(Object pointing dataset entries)
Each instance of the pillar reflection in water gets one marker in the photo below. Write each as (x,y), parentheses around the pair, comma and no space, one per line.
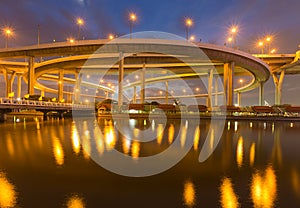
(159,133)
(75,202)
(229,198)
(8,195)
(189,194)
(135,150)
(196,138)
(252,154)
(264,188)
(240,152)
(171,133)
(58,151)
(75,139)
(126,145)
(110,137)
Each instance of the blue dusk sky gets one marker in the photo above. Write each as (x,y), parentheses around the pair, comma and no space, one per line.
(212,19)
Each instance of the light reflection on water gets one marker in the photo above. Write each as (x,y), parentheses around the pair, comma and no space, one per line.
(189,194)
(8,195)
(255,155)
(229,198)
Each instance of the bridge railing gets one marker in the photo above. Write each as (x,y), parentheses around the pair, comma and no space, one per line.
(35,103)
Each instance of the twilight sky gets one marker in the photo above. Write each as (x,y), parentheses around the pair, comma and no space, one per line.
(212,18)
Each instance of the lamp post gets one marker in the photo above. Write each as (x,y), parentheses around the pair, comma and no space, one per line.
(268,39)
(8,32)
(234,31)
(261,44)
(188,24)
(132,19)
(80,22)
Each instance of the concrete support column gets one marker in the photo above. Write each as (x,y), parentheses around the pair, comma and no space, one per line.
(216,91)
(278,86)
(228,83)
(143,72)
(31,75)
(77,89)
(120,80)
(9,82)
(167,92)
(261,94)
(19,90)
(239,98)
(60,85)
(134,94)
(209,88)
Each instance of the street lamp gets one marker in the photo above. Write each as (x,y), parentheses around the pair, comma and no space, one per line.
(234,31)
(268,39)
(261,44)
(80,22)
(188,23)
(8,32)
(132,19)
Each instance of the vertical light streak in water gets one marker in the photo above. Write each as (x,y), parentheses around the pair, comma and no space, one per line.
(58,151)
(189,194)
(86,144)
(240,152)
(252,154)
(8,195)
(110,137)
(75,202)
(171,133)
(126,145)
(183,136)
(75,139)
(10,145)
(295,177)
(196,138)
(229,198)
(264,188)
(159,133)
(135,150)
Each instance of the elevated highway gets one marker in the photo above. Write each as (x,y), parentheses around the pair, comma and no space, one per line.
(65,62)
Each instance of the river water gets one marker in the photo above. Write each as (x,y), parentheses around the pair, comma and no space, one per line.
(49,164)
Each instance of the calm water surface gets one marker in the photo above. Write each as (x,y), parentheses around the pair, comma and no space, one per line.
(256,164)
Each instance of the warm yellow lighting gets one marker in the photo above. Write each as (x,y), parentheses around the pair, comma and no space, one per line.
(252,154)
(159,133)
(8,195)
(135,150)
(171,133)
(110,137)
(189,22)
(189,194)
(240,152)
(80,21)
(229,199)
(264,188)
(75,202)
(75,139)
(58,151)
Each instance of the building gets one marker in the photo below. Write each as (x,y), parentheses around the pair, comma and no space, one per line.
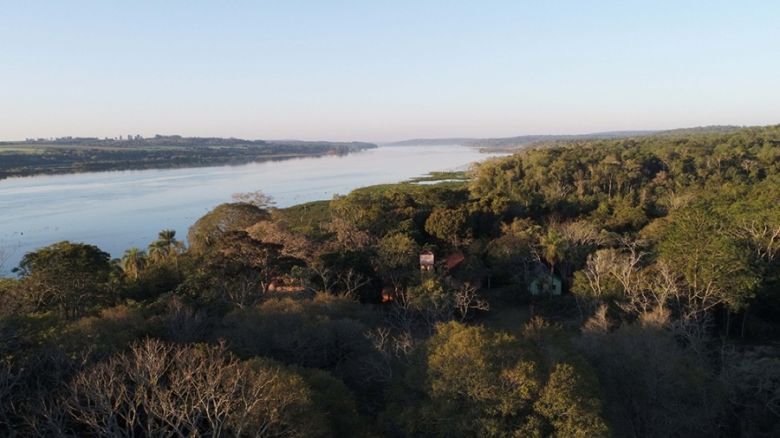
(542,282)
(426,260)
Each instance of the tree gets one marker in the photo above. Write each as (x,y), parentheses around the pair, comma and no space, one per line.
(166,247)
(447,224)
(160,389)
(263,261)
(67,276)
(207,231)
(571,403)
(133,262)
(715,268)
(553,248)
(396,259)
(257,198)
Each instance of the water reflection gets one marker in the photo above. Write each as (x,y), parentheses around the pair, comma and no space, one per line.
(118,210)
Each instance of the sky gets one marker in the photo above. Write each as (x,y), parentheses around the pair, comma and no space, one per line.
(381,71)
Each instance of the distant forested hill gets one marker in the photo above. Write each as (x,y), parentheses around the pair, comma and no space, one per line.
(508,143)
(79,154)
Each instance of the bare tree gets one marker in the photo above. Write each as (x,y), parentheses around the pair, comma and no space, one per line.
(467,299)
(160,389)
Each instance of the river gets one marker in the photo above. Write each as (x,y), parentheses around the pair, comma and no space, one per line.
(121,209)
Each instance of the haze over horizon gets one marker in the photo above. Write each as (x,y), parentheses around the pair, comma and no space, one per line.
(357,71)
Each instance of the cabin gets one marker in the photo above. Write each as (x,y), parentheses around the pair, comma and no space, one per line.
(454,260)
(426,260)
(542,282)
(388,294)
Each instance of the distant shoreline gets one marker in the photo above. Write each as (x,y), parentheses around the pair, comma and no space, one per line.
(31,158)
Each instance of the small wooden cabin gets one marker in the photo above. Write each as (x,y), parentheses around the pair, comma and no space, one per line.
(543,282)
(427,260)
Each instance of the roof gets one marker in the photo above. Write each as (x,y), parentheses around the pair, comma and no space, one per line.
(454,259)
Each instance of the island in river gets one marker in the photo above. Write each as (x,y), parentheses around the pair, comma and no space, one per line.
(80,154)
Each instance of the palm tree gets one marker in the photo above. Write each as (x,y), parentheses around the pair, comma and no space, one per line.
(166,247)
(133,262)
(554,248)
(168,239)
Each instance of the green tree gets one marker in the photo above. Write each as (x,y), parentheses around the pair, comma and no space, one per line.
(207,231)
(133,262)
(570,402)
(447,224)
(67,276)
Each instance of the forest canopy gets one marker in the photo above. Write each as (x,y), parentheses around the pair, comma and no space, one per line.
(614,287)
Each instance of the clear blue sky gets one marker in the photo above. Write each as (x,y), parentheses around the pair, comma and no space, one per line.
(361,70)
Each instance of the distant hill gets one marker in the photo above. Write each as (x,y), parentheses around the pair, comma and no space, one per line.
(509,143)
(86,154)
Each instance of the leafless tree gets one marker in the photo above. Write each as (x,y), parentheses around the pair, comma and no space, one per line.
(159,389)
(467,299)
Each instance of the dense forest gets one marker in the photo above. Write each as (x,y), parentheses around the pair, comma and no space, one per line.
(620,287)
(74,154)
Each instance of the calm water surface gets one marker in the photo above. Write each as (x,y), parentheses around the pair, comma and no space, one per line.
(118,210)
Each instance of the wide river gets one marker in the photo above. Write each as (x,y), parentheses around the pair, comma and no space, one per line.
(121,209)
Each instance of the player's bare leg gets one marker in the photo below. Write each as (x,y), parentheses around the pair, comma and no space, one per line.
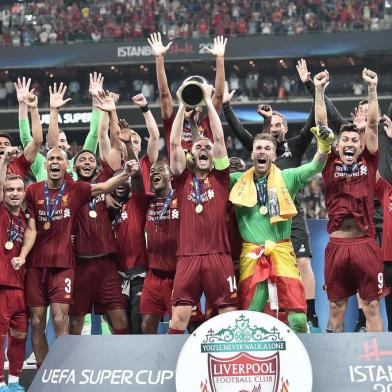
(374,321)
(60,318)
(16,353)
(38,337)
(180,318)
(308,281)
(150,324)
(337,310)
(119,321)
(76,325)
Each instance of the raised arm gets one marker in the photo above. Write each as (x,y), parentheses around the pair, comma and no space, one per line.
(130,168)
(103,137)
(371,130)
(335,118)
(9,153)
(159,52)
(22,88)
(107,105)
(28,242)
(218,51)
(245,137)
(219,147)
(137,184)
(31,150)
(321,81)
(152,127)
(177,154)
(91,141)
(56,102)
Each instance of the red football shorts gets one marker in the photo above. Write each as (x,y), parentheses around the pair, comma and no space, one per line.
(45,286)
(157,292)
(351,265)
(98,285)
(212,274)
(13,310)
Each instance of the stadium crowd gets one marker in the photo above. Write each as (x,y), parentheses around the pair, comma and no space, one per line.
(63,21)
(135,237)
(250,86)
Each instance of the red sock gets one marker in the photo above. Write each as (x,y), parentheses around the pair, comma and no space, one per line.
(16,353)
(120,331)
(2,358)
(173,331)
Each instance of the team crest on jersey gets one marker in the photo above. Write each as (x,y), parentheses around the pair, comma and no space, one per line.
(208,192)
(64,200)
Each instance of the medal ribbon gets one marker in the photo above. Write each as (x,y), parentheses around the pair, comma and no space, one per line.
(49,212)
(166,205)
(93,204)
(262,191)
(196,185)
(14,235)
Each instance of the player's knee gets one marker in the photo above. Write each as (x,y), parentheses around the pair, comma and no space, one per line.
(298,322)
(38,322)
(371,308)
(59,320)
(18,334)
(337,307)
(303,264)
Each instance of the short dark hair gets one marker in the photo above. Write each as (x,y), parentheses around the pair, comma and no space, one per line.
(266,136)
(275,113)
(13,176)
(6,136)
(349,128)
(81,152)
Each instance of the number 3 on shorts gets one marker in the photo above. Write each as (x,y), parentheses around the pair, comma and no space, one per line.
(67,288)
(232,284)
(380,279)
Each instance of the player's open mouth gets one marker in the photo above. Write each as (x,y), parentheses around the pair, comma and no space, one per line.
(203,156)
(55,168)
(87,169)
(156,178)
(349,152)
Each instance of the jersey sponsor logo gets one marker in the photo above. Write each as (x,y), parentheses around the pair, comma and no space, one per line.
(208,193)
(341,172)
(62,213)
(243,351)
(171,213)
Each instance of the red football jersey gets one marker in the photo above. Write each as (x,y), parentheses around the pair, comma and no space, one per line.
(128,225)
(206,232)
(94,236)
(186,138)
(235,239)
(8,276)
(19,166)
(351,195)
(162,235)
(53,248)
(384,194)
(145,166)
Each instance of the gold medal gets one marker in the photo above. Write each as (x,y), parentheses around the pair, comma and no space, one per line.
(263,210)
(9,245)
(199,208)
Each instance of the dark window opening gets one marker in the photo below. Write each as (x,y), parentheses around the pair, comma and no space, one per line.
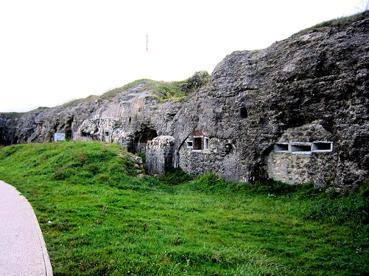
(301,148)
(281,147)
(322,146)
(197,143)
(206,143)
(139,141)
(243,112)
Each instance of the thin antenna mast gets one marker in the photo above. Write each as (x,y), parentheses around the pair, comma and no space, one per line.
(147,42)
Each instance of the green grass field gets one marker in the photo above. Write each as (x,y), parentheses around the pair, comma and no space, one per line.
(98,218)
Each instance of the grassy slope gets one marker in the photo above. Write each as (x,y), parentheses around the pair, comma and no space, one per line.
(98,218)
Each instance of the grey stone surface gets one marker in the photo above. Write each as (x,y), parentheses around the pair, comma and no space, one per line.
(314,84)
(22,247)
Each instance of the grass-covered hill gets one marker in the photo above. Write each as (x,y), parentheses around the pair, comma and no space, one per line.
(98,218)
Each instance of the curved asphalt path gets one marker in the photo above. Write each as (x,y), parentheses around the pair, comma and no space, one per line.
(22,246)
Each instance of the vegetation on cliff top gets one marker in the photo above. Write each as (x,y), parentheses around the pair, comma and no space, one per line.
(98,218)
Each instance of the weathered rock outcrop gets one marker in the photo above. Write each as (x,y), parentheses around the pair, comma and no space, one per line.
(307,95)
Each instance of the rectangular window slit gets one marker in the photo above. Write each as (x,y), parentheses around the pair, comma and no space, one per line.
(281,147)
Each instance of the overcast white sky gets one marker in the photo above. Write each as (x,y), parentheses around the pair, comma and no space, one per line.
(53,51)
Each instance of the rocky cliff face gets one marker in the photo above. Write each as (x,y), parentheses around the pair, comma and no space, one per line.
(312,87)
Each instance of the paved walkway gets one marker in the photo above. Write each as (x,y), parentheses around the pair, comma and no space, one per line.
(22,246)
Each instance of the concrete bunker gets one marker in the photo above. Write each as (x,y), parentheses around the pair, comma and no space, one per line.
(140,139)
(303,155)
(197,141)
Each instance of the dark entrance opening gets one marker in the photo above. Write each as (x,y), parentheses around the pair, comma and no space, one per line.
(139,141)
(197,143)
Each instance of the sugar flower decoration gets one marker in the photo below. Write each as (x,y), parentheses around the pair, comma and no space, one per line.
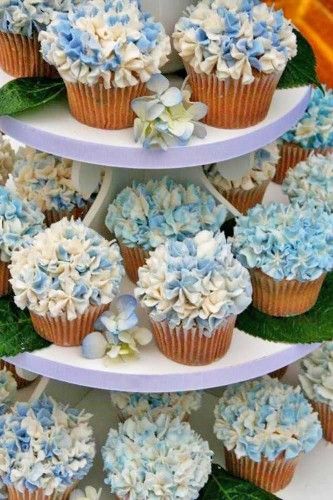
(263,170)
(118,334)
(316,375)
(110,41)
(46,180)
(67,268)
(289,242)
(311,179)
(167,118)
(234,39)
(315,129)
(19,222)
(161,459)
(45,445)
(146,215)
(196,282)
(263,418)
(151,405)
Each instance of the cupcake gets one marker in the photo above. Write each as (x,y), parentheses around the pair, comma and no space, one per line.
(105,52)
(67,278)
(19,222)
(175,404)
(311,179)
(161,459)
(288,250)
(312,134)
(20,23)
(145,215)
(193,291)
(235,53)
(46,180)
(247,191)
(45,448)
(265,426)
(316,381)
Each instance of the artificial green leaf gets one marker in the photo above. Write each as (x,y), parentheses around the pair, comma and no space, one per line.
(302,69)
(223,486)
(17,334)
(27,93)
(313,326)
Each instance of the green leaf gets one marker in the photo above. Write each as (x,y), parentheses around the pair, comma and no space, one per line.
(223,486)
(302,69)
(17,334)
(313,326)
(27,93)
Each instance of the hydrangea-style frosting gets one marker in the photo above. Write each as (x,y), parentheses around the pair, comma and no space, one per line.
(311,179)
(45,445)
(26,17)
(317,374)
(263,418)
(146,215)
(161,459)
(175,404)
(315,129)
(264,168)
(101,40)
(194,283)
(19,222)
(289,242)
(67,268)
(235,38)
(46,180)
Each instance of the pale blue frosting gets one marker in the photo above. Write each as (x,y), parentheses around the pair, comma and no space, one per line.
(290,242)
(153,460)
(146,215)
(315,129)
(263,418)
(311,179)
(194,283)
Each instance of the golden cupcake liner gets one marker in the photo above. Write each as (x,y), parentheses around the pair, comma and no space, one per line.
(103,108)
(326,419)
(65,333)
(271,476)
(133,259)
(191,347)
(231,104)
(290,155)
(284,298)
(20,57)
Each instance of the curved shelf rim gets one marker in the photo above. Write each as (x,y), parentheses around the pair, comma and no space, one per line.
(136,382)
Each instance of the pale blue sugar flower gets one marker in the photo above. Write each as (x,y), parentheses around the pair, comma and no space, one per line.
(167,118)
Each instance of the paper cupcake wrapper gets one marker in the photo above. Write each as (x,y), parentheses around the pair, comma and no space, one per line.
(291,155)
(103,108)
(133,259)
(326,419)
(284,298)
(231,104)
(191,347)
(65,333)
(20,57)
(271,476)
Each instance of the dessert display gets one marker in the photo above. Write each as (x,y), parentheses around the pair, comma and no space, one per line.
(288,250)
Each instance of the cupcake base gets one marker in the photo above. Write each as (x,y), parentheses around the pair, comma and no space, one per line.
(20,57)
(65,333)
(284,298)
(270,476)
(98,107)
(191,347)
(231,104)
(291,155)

#### [WHAT IS REQUIRED]
Copy the stretch of entries from the line containing "Each instance of the pale blue sugar" through the end of the entries, replacing every "cupcake" with "muffin" and leaving everything else unchanged.

#### [SOLUTION FOR THIS PROBLEM]
Each instance of the pale blue sugar flower gets one marker in the photo above. Write each as (x,y), parentheses around the pair, comma and no space, one per line.
(167,118)
Each instance of the paper muffin wrapper gets one marker in the photo above. Write each as (x,y), parentheses around the pair, comma and no space, one per line.
(291,155)
(103,108)
(133,259)
(326,419)
(284,298)
(231,104)
(191,347)
(65,333)
(20,57)
(271,476)
Each instance of the dessert display gets one marker in the photo above. Write each as (x,y), parentheses around the pair, comma and no space, one per line.
(288,250)
Each instance of the muffin base gets one marker in the photo above. Write each as (x,y), parentheses around the pair, comma and no space, one per line.
(20,57)
(65,333)
(284,298)
(270,476)
(98,107)
(191,347)
(231,104)
(291,155)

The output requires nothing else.